→ Task prompt: Only the line containing "the blue pennant" and those after it, up to the end of the records below, are to be set down, exactly as written.

======== Input records

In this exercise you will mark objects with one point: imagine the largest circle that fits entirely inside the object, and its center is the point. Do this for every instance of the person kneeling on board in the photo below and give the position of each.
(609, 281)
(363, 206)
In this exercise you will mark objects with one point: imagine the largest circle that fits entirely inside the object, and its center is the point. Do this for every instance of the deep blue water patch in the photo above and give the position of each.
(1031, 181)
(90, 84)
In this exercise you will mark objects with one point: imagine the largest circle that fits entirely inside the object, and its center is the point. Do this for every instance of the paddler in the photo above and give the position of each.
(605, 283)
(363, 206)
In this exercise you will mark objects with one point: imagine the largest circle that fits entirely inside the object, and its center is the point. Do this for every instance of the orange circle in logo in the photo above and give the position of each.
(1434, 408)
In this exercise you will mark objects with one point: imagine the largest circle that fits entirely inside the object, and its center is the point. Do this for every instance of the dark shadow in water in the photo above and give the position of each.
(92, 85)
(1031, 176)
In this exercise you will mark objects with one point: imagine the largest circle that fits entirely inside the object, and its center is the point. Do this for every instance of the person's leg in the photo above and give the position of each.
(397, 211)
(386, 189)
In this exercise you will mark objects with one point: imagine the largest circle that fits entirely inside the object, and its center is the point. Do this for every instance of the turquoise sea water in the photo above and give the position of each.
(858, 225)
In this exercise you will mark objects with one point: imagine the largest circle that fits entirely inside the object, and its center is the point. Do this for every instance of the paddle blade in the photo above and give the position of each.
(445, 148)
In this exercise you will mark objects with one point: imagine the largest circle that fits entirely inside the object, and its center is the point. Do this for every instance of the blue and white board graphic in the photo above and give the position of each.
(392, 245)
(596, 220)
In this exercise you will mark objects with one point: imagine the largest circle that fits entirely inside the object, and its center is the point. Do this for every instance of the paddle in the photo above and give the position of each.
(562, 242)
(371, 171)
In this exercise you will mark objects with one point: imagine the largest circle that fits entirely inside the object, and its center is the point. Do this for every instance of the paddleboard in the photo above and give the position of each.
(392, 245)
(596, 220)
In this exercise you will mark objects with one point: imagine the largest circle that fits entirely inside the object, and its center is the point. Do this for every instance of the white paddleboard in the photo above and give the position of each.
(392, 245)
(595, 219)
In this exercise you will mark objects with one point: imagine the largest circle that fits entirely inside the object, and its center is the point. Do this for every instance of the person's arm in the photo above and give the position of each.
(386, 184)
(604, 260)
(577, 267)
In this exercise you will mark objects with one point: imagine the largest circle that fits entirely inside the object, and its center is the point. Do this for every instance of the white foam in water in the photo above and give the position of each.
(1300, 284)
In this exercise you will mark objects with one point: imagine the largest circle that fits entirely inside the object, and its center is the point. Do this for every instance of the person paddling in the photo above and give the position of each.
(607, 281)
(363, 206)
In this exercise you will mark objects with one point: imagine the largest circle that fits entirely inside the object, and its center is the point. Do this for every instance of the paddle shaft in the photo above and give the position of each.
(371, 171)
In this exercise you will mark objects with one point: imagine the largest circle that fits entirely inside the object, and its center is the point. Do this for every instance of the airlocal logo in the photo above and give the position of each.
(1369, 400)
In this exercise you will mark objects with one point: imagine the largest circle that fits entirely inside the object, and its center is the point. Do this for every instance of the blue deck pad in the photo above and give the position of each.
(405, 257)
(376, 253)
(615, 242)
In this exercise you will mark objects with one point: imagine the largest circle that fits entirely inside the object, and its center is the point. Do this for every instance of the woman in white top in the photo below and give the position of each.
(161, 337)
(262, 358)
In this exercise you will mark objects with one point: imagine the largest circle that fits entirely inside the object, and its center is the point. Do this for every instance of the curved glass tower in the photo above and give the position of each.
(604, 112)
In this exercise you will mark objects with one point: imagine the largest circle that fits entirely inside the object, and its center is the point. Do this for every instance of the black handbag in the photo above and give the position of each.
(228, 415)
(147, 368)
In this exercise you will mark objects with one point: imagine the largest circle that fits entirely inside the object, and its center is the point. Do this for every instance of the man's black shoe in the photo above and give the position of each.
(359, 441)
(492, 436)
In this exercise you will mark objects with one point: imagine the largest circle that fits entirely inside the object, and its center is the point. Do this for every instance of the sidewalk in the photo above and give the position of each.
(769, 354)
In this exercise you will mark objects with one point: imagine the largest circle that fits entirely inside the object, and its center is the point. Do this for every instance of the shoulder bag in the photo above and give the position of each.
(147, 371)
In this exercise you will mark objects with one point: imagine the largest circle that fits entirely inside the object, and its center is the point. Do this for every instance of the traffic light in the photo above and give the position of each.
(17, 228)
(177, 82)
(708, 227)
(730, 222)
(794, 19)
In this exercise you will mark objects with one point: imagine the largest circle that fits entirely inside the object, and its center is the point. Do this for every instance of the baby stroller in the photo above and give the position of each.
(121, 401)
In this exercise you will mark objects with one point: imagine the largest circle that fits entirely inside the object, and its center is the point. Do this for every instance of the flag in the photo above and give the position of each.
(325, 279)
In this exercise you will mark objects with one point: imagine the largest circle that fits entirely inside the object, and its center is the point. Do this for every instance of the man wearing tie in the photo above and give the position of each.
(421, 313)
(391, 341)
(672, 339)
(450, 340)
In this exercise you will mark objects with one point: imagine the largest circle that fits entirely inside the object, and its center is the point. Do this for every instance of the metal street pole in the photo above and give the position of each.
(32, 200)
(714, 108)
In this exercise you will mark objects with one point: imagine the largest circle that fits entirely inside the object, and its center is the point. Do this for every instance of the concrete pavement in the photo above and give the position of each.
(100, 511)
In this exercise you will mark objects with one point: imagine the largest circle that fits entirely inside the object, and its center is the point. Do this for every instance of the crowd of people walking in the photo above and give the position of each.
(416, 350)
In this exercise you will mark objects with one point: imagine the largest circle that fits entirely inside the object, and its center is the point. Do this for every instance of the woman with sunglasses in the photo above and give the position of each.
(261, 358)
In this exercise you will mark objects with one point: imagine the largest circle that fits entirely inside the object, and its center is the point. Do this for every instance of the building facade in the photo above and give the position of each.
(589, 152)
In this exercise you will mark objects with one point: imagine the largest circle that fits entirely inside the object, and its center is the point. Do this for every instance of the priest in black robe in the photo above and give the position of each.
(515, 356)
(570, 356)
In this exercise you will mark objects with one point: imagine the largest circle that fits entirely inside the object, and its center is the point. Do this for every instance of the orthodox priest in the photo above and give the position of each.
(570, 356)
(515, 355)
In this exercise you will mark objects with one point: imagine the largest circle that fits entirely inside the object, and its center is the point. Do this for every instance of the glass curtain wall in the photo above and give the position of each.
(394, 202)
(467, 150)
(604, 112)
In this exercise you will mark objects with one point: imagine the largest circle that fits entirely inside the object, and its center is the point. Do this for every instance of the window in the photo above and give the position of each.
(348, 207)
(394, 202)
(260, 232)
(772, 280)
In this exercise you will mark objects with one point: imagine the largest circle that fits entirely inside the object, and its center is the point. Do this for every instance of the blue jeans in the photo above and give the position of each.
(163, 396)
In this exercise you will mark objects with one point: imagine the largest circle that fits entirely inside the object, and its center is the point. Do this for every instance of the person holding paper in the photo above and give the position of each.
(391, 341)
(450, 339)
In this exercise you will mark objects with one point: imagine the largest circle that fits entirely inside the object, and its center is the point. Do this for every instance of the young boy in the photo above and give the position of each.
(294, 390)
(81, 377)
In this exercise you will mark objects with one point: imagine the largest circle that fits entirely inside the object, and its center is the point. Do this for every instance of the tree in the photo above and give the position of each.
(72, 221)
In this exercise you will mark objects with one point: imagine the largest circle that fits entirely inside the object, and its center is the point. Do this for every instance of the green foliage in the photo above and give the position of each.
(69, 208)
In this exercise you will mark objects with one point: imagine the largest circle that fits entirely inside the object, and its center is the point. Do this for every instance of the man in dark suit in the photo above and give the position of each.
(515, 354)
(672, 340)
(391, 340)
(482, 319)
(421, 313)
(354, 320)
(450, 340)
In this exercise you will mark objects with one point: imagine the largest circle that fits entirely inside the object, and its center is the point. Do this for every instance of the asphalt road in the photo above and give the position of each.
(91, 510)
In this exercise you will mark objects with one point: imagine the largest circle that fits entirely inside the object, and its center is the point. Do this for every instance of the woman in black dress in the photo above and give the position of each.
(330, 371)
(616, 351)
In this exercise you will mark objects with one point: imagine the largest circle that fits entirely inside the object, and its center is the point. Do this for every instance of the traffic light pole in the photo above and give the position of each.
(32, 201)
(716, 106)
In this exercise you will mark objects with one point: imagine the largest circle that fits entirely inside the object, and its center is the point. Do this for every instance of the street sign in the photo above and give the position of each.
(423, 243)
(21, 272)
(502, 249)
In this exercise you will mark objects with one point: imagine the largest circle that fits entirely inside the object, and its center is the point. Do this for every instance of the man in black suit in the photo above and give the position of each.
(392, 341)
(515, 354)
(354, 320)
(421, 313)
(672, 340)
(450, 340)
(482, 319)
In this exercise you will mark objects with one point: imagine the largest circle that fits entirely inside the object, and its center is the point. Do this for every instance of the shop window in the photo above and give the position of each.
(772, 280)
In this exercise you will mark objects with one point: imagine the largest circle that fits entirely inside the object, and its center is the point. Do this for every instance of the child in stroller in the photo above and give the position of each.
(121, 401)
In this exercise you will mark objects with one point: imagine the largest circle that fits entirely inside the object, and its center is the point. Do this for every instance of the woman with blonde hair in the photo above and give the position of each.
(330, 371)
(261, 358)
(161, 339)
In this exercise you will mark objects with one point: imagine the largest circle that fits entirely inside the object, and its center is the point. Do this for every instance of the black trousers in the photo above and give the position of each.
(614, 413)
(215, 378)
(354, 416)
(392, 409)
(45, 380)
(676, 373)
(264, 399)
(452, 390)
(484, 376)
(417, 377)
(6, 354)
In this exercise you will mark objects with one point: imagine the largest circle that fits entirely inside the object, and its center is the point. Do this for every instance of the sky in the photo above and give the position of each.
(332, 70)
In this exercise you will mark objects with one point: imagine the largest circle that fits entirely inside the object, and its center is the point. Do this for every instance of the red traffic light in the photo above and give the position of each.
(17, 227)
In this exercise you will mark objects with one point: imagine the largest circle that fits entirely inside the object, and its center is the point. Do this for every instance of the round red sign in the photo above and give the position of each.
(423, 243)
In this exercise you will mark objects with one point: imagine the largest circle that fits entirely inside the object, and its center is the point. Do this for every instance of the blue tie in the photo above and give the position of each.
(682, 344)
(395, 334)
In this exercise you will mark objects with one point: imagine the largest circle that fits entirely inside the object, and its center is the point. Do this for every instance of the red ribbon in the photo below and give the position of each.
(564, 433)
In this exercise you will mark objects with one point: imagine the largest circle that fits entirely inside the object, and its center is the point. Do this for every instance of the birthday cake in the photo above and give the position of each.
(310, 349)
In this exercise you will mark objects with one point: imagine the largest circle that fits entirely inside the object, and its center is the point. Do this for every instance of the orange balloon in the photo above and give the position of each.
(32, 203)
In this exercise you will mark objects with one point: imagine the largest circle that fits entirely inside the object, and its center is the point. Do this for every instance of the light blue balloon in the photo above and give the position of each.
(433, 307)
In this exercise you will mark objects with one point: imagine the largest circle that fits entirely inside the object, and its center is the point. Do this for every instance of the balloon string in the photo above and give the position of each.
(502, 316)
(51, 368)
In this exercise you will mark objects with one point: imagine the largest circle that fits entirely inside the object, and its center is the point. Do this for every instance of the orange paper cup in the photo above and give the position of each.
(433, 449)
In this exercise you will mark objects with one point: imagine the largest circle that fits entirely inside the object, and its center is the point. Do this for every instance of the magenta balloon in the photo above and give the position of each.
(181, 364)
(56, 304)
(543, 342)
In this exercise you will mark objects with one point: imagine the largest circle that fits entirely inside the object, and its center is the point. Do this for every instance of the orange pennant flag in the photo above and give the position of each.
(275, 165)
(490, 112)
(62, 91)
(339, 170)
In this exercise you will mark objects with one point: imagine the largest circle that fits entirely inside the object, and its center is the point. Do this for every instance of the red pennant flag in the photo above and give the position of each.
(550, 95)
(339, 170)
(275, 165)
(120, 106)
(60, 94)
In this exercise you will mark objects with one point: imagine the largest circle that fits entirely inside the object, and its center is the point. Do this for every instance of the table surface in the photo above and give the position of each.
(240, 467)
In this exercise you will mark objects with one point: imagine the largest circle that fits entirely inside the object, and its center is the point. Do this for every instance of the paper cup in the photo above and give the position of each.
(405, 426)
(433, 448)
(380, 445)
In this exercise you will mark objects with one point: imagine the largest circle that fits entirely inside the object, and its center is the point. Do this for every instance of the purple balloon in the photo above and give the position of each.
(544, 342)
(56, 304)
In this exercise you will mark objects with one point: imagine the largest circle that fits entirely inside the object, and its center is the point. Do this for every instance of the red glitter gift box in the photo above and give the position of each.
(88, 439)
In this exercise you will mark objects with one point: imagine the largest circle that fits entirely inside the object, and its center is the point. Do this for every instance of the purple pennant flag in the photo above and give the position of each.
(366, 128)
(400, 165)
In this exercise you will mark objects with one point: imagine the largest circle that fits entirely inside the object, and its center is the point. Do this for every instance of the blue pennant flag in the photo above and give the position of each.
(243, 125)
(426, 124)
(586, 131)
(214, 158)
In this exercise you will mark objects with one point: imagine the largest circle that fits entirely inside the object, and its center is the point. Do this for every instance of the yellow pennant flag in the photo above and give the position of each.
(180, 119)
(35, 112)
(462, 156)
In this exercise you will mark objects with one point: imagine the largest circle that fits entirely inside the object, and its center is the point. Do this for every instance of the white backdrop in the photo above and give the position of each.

================

→ Your response:
In this exercise you will mark objects with one point: imagine the largest circle that fits entirely inside the object, and its center is the point. Do this for every instance of the blue pennant flag in the photo above and give the position of each.
(243, 125)
(426, 124)
(586, 131)
(214, 158)
In this exercise you will mark objects with one point: imagine the largest circle that fits entirely inside the object, and its center is the point. Do this for every instance of the yellow pennant flag in the photo above and give the position of each.
(180, 119)
(35, 112)
(462, 156)
In this exercise you will mark objects with one point: imagine the largest circle that fits entirely inside the object, and its center is the point. Do this for every instance of the white backdrop in the photo above and give the position of each.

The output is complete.